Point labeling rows
+-------+

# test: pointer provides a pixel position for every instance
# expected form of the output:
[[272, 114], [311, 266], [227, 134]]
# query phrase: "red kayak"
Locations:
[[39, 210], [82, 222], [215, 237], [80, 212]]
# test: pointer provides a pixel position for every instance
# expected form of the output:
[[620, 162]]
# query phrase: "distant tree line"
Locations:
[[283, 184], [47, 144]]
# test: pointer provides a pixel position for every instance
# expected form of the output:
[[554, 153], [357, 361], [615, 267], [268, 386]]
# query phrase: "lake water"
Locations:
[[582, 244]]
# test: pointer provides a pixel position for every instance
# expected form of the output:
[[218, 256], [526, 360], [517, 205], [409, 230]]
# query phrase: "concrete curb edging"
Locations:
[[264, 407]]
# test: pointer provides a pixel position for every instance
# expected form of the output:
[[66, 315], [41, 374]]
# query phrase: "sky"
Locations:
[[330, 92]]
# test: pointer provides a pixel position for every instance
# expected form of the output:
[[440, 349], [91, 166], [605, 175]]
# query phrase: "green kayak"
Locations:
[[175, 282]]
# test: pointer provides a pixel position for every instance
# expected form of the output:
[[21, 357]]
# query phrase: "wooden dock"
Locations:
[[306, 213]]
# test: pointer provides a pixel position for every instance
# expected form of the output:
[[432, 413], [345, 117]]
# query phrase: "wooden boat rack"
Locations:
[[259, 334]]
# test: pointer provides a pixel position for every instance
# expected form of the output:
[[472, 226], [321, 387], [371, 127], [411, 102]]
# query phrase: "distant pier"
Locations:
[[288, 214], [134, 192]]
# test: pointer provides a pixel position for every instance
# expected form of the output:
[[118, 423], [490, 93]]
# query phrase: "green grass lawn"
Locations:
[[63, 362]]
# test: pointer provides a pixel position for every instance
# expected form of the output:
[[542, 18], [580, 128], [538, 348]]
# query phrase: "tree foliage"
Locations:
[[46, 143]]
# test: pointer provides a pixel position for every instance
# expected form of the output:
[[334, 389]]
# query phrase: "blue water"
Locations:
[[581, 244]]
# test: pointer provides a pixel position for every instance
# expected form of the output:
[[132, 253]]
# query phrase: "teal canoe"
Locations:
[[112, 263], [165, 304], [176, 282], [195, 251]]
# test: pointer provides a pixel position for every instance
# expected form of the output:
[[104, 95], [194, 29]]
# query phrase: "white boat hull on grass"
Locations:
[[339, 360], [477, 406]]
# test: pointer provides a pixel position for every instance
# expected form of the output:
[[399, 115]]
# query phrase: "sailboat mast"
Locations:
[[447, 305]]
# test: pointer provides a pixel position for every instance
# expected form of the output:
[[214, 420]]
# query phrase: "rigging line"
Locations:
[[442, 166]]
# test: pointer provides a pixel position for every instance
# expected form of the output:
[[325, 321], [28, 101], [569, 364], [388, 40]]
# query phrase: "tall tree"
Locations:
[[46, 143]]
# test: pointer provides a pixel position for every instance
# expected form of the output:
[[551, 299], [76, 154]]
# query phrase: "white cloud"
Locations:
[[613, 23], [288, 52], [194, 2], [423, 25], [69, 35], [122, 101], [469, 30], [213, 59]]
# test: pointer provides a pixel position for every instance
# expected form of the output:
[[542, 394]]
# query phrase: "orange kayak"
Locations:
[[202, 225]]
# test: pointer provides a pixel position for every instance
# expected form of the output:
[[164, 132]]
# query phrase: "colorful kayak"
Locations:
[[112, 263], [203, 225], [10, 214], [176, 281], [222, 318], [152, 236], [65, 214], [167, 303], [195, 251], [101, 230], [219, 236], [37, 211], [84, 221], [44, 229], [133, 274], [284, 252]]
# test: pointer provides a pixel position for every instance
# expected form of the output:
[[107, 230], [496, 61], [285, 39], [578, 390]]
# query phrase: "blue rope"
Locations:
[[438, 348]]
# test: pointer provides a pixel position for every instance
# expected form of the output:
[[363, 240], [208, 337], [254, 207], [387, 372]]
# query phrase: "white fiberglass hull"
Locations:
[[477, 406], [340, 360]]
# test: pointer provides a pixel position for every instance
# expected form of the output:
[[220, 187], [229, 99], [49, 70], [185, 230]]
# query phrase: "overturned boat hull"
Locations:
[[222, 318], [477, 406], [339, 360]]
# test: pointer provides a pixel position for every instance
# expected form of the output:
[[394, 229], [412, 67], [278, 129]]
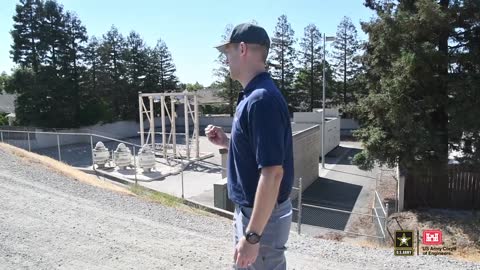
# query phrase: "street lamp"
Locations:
[[325, 39]]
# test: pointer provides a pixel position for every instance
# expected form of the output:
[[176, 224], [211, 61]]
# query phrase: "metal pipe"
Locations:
[[299, 220], [140, 109], [323, 105], [197, 127], [135, 165], [91, 151], [173, 128], [164, 136], [152, 123], [180, 94], [58, 144], [187, 130], [29, 145]]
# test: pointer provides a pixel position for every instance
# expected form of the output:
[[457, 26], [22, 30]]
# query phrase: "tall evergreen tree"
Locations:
[[346, 63], [229, 87], [165, 67], [308, 81], [421, 64], [114, 85], [27, 49], [282, 57]]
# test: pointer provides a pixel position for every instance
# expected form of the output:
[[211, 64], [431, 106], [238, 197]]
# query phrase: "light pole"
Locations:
[[325, 39]]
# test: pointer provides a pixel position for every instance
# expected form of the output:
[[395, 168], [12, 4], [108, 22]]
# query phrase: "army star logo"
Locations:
[[404, 240]]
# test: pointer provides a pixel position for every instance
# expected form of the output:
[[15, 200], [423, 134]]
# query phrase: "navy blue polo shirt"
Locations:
[[261, 137]]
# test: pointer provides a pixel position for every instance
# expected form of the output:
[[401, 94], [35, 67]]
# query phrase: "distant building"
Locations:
[[7, 105]]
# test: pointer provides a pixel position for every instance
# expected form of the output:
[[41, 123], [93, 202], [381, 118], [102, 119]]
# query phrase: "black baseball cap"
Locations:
[[248, 33]]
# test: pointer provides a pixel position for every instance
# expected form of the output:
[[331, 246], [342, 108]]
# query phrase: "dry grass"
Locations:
[[63, 169]]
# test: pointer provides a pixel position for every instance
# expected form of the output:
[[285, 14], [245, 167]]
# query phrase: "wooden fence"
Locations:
[[422, 188]]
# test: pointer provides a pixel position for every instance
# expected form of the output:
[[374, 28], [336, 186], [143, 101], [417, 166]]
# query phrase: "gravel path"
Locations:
[[48, 221]]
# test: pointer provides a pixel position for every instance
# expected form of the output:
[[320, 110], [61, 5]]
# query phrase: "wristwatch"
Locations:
[[252, 238]]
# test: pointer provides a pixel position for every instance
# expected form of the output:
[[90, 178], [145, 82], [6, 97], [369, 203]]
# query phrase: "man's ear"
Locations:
[[243, 48]]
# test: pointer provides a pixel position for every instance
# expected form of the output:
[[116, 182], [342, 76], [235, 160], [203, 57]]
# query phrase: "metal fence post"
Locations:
[[183, 194], [385, 221], [29, 145], [135, 164], [91, 151], [58, 145], [299, 219]]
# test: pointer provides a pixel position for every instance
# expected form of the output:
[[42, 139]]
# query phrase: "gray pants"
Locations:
[[275, 235]]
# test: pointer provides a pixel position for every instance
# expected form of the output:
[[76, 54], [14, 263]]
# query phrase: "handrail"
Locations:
[[70, 134]]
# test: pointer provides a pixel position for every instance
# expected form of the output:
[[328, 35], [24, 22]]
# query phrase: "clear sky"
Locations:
[[191, 28]]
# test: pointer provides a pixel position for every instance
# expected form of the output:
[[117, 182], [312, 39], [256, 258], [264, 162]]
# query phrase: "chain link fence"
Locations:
[[322, 218]]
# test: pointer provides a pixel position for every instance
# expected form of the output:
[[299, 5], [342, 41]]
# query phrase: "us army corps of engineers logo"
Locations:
[[403, 243]]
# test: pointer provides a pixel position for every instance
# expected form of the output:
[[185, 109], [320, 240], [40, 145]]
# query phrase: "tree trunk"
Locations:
[[440, 120]]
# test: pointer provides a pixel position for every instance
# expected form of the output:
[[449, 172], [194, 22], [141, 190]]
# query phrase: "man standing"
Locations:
[[260, 156]]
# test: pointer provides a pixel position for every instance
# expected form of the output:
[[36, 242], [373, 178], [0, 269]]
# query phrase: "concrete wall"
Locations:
[[332, 127], [306, 151], [328, 112], [347, 126]]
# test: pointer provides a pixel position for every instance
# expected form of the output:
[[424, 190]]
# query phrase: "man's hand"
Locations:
[[245, 253], [217, 136]]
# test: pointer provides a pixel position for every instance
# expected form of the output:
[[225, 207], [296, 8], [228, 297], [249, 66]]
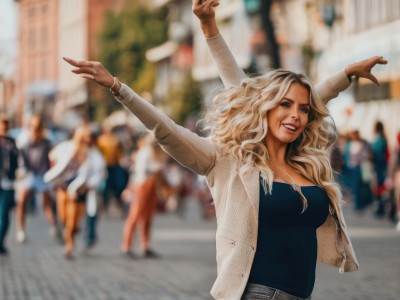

+-------+

WHAT YOU SHOULD DO
Number each line from the start of the rows through the line containing "[[63, 362]]", both included, and skip any blank lines.

TASK RESPONSE
1. # test: pointer provides a pixel position for every instance
2. # expected form of the output:
3. [[272, 114], [311, 266], [227, 134]]
4. # query phrase: "red kayak"
5. Locations:
6. [[39, 210], [82, 222], [215, 237], [80, 212]]
7. # test: pointer provides a pixel position for every instance
8. # expected form of the output:
9. [[620, 162]]
10. # query phrase: "distant tree line"
11. Locations:
12. [[283, 184], [47, 144]]
13. # test: pointer provides a pixel position for every instance
14. # expected form of the output:
15. [[554, 153], [357, 361], [615, 267], [268, 386]]
16. # query phrase: "lake water"
17. Locations:
18. [[582, 244]]
19. # test: pointer provides a pixel position for every instance
20. # expected form of the output:
21. [[218, 256], [526, 360], [517, 205], [409, 230]]
22. # query phrase: "concrete curb edging"
23. Locations:
24. [[264, 407]]
25. # test: pointer provides a pixel position for every instance
26. # expected form of the output:
27. [[66, 315], [41, 374]]
28. # query phrase: "sky"
29. Locations:
30. [[330, 92]]
31. # test: pointer provides a pixel position for every instance
32. # expected form of the output:
33. [[440, 349], [91, 166], [605, 175]]
34. # query phrase: "green kayak"
35. Locations:
36. [[175, 282]]
37. # test: pointer provides a pixel position for every instance
38. # expected form of the output:
39. [[21, 357]]
40. # query phrase: "wooden dock"
41. Locations:
42. [[306, 213]]
43. # test: pointer provides a pixel position for every instance
44. # expected form of the output:
45. [[432, 413], [345, 117]]
46. # query phrase: "wooden boat rack"
47. Locations:
48. [[259, 334]]
49. # test: pointer provides a pixel position for every instance
50. # expected form of the output:
51. [[472, 226], [321, 387], [371, 127], [411, 102]]
52. # query phrase: "distant pier"
53. Locations:
54. [[288, 214], [134, 192]]
55. # test: pointer provides a pixel position for every instance
56. # expected form of the output:
57. [[118, 423], [490, 93]]
58. # query phrase: "green grass lawn"
59. Locations:
60. [[63, 362]]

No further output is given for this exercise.